▼

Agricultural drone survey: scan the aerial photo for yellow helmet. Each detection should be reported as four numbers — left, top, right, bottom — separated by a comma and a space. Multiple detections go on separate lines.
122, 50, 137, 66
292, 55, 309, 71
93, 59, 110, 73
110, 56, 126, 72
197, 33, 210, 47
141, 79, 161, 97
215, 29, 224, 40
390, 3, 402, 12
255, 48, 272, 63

▲

▶ **Exercise**: Take the entries above and write them out again unchanged.

▶ **Result of this exercise**:
Agricultural drone survey: scan the aerial photo for yellow helmet. Each detection should be reported as four numbers — left, top, right, bottom — separated by a comma and a space. Multiple detections go on separate lines.
122, 50, 137, 66
292, 55, 309, 71
93, 59, 110, 73
110, 56, 126, 72
197, 33, 210, 47
141, 79, 161, 97
215, 29, 224, 40
390, 3, 402, 12
255, 48, 272, 63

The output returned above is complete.